*WORK TASK*
Nothing but the data, repeated exactly, belongs in the answer.

DATASET START

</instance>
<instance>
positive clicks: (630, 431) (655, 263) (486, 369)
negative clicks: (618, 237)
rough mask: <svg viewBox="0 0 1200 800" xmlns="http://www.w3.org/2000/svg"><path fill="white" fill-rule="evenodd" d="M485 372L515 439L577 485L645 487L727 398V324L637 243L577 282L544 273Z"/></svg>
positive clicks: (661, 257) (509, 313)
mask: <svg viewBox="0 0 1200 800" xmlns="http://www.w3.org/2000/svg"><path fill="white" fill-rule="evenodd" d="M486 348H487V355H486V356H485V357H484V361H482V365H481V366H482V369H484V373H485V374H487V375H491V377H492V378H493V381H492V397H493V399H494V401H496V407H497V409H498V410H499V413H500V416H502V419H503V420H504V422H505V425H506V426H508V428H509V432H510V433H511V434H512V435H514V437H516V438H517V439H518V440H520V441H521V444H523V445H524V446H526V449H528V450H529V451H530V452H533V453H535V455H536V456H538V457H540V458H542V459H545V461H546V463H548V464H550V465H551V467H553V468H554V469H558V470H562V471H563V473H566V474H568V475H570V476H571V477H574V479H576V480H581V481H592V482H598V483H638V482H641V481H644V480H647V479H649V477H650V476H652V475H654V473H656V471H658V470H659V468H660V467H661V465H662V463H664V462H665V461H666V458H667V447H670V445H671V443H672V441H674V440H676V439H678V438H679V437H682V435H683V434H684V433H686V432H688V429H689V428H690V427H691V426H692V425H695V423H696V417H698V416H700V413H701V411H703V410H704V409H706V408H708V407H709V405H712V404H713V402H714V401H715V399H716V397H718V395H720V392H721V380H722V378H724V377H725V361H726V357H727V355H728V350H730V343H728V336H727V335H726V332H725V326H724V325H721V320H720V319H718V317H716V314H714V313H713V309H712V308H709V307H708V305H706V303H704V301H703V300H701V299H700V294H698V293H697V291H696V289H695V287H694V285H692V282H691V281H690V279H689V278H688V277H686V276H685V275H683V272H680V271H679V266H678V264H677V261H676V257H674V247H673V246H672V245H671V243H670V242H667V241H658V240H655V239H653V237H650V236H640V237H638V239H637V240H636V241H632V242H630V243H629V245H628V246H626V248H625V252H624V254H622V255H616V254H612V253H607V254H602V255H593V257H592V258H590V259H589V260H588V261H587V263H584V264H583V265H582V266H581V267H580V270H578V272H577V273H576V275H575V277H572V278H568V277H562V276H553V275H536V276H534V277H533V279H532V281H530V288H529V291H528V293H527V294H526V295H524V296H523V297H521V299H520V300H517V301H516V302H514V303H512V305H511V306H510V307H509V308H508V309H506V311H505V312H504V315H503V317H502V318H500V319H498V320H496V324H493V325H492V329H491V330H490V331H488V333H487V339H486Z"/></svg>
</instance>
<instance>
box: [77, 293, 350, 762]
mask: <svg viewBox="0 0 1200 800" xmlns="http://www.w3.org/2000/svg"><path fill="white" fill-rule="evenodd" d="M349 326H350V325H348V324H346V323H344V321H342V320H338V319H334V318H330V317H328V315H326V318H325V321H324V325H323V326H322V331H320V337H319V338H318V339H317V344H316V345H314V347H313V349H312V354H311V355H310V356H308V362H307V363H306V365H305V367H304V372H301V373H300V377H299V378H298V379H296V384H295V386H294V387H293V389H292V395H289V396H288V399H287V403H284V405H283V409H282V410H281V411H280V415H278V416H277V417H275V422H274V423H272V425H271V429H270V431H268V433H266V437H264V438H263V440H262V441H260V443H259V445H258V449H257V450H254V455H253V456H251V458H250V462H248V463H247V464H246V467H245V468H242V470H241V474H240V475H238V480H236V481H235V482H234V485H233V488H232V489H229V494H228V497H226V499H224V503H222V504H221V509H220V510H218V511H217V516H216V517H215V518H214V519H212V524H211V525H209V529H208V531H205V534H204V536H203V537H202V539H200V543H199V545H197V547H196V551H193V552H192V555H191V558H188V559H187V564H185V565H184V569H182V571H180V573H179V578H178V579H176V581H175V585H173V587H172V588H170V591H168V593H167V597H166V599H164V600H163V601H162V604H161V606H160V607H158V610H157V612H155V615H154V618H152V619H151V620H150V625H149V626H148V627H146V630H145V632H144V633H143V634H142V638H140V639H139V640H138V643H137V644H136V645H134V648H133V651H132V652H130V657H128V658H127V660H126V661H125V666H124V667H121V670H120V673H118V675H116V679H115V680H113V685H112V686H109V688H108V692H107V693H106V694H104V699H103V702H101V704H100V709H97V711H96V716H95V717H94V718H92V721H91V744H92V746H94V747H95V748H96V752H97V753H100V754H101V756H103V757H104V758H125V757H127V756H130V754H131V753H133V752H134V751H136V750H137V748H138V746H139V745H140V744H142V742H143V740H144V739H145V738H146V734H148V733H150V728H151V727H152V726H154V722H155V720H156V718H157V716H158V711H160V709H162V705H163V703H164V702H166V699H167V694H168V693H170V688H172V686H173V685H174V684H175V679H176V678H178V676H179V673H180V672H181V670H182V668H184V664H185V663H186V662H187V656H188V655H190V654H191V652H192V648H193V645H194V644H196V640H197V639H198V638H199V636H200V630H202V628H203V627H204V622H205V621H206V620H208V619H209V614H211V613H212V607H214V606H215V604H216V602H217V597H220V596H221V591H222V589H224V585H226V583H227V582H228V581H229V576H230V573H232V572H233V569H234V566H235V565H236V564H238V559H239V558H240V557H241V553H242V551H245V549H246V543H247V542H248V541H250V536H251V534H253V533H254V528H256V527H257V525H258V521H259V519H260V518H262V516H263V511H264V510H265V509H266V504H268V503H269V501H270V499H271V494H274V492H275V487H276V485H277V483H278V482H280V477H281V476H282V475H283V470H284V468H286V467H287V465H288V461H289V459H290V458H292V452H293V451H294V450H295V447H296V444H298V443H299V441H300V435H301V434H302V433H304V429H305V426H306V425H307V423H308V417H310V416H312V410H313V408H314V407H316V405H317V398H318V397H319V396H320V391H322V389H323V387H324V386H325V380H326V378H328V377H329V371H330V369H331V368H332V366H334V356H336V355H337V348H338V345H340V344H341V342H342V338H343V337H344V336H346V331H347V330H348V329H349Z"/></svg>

DATASET END

*RESPONSE TO THE TASK*
</instance>
<instance>
positive clicks: (630, 431) (655, 263) (486, 369)
negative clicks: (618, 237)
rough mask: <svg viewBox="0 0 1200 800" xmlns="http://www.w3.org/2000/svg"><path fill="white" fill-rule="evenodd" d="M485 372L515 439L577 485L645 487L727 398V324L637 243L577 282L544 273Z"/></svg>
positive clicks: (661, 257) (509, 313)
mask: <svg viewBox="0 0 1200 800" xmlns="http://www.w3.org/2000/svg"><path fill="white" fill-rule="evenodd" d="M486 348H487V355H486V356H485V357H484V361H482V365H481V366H482V369H484V373H485V374H487V375H491V377H492V378H493V381H492V397H493V399H494V401H496V407H497V409H498V410H499V413H500V416H502V419H503V420H504V422H505V425H506V426H508V428H509V432H510V433H511V434H512V435H514V437H516V438H517V439H518V440H520V441H521V444H523V445H524V446H526V449H528V450H529V451H530V452H533V453H535V455H536V456H538V457H540V458H542V459H545V461H546V463H548V464H550V465H551V467H553V468H554V469H558V470H562V471H563V473H566V474H568V475H570V476H571V477H574V479H576V480H581V481H592V482H598V483H638V482H641V481H644V480H647V479H649V477H650V476H652V475H654V473H656V471H658V470H659V468H660V467H661V465H662V463H664V462H665V461H666V458H667V447H670V445H671V443H672V441H674V440H676V439H678V438H679V437H682V435H683V434H684V433H686V432H688V429H689V428H690V427H691V426H692V425H695V423H696V417H698V416H700V413H701V411H703V410H704V409H706V408H708V407H709V405H712V404H713V402H714V401H715V399H716V397H718V395H720V392H721V380H722V378H724V377H725V361H726V357H727V355H728V350H730V343H728V336H727V335H726V332H725V326H724V325H721V320H720V319H718V317H716V314H714V313H713V309H712V308H709V307H708V305H706V303H704V301H703V300H701V299H700V294H698V293H697V291H696V289H695V287H694V285H692V282H691V281H690V279H689V278H688V277H686V276H685V275H683V272H680V271H679V266H678V264H677V261H676V257H674V247H673V246H672V245H671V243H670V242H667V241H658V240H655V239H653V237H650V236H640V237H638V239H637V240H636V241H632V242H630V243H629V245H628V246H626V248H625V252H624V254H622V255H616V254H612V253H607V254H602V255H593V257H592V258H590V259H589V260H588V261H587V263H584V264H583V265H582V266H581V267H580V270H578V272H577V273H576V275H575V277H572V278H568V277H562V276H553V275H536V276H534V277H533V279H532V281H530V288H529V291H528V293H527V294H526V295H524V296H523V297H521V299H520V300H517V301H516V302H514V303H512V305H511V306H510V307H509V308H508V309H506V311H505V312H504V315H503V317H502V318H500V319H498V320H496V324H493V325H492V329H491V330H490V331H488V333H487V339H486Z"/></svg>
</instance>
<instance>
box: [77, 293, 350, 762]
mask: <svg viewBox="0 0 1200 800" xmlns="http://www.w3.org/2000/svg"><path fill="white" fill-rule="evenodd" d="M349 326H350V325H348V324H346V323H344V321H342V320H338V319H334V318H330V317H328V315H326V318H325V321H324V325H323V326H322V331H320V337H319V338H318V339H317V344H316V345H314V347H313V349H312V354H311V355H310V356H308V362H307V363H306V365H305V367H304V372H301V373H300V377H299V378H298V379H296V384H295V386H294V387H293V389H292V395H289V396H288V399H287V403H284V405H283V409H282V410H281V411H280V415H278V416H277V417H275V422H274V423H272V425H271V429H270V431H268V433H266V437H264V438H263V440H262V441H260V443H259V445H258V449H257V450H254V455H253V456H251V458H250V462H248V463H247V464H246V467H245V468H242V470H241V474H240V475H238V480H236V481H235V482H234V485H233V488H232V489H229V494H228V497H226V499H224V503H222V504H221V509H220V510H218V511H217V516H216V517H215V518H214V519H212V524H211V525H209V529H208V531H205V534H204V536H203V537H202V539H200V543H199V545H197V547H196V551H193V552H192V555H191V558H188V559H187V564H185V565H184V569H182V571H180V573H179V578H178V579H176V581H175V585H173V587H172V588H170V591H168V593H167V597H166V599H164V600H163V601H162V604H161V606H160V607H158V610H157V612H155V615H154V618H152V619H151V620H150V625H149V626H148V627H146V630H145V632H144V633H143V634H142V638H140V639H139V640H138V643H137V644H136V645H134V648H133V651H132V652H130V657H128V658H127V660H126V661H125V666H124V667H121V670H120V673H118V675H116V679H115V680H113V685H112V686H109V688H108V692H107V693H106V694H104V699H103V702H101V704H100V709H97V711H96V716H95V717H94V718H92V721H91V744H92V746H94V747H95V748H96V752H97V753H100V754H101V756H103V757H104V758H125V757H127V756H130V754H131V753H133V752H134V751H136V750H137V748H138V746H139V745H140V744H142V742H143V740H144V739H145V738H146V734H148V733H150V728H151V727H152V726H154V722H155V720H156V718H157V716H158V711H160V709H162V705H163V703H164V702H166V699H167V694H168V693H170V688H172V686H173V685H174V684H175V679H176V678H178V676H179V673H180V672H181V670H182V668H184V664H185V663H186V662H187V656H188V655H190V654H191V652H192V648H193V645H194V644H196V640H197V639H198V638H199V636H200V630H202V628H203V627H204V622H205V621H206V620H208V619H209V614H211V613H212V607H214V606H215V604H216V602H217V597H220V596H221V591H222V589H224V585H226V583H227V582H228V581H229V576H230V573H232V572H233V569H234V566H235V565H236V564H238V559H239V558H240V557H241V553H242V551H245V549H246V543H247V542H248V541H250V536H251V534H253V533H254V528H256V527H257V525H258V521H259V519H260V518H262V516H263V511H264V510H265V509H266V504H268V503H269V501H270V499H271V494H274V492H275V487H276V485H277V483H278V482H280V477H281V476H282V475H283V470H284V468H286V467H287V465H288V461H289V459H290V458H292V452H293V451H294V450H295V447H296V444H298V443H299V441H300V435H301V434H302V433H304V429H305V426H306V425H307V423H308V417H310V416H312V410H313V408H314V407H316V405H317V398H318V397H319V396H320V391H322V389H323V387H324V386H325V380H326V378H328V377H329V371H330V369H331V368H332V366H334V356H336V355H337V348H338V345H340V344H341V342H342V338H343V337H344V336H346V331H347V330H348V329H349Z"/></svg>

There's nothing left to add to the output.